→ **Extract provided**
As I stood among a vast crowd listening to Sanghera repeat his demand for some kind of huge state apology for the British past — over and above the perpetual state of apology to which all our institutions seem completely committed — my intense irritation gave way to a question.

What would happen if, everywhere a Jewish population had been wronged in or by Britain or Europe or the US, it set about not only demanding state apologies but demanding that everyone else demand one? The number and scale of our persecutions is such that we would never be able to do anything else.

Plus, our efforts would be fruitless because we have, “always already” (to quote the Marxist philosopher Louis Althusser), lost the psychological war. Whenever Jews complain about their treatment, past or present, you can feel the eyes palpably rolling back in their owners’ skulls.

The exception is the Holocaust, which still enjoys widespread interest — though woe betide the Jew who drops the H bomb at brunch or dinner or drinks, selfishly bringing down the mood.

Meanwhile, it has become common among former British colonial subjects to point to Germany and say look, they gave the Jews an apology, why can’t we have one from Britain?

But the comparison is offensive and stupid; not least because it suggests Germany is somehow now saintly where Jews are concerned.

With soaring rates of antisemitism in Deutschland, including on the left, and increasing levels of disinterest, forgetfulness and even hostility towards remembering the Holocaust, Germany deserves no halo.

Back to Jaipur. As earnest questions came from an admiring crowd, I tried to imagine a world in which Jews held festivals and conferences — glamorous ones requiring the great and good of Britain to fly across the world (to, for instance, Israel…) — largely dedicated to the nastiness of their home country. I almost chortled to think, despite contemporary Britain’s tireless attempts to stamp out racism, how the case is different with Jews.

We have Jewish Book Week, which rarely wallows in grievance, especially with the British past, unless it’s got a sharp point, like last year’s excellent session with the Ridley Road writer on the Jews who fought the fascists of the 1960s.

The irony is that although in 2023, antisemitism is ubiquitous, cropping up in all sorts of respectable places, from the Labour Party to university common rooms and classrooms to Saturday Night Live, it remains the least challenged, least understood, and least interesting (to non-Jews) of all.

→ **Recorded information**

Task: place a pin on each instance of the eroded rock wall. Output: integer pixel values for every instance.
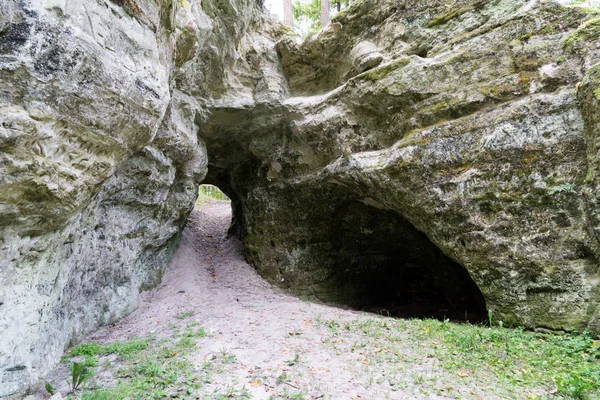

→ **Task instructions**
• a. Write out the passage of the commentary on state apologies, starting with "What would happen" and going on through "do anything else.".
• b. Render this sentence from the commentary on state apologies into Spanish: "But the comparison is offensive and stupid; not least because it suggests Germany is somehow now saintly where Jews are concerned."
• c. Name every social occasion at which, according to the commentary on state apologies, a Jew who brings up the Holocaust is held to spoil the mood.

→ **Results by task**
• a.
What would happen if, everywhere a Jewish population had been wronged in or by Britain or Europe or the US, it set about not only demanding state apologies but demanding that everyone else demand one? The number and scale of our persecutions is such that we would never be able to do anything else.

• b. Pero la comparación es ofensiva y estúpida; entre otras cosas, porque sugiere que Alemania es ahora, de algún modo, santa en lo que respecta a los judíos.

• c. Brunch, dinner, drinks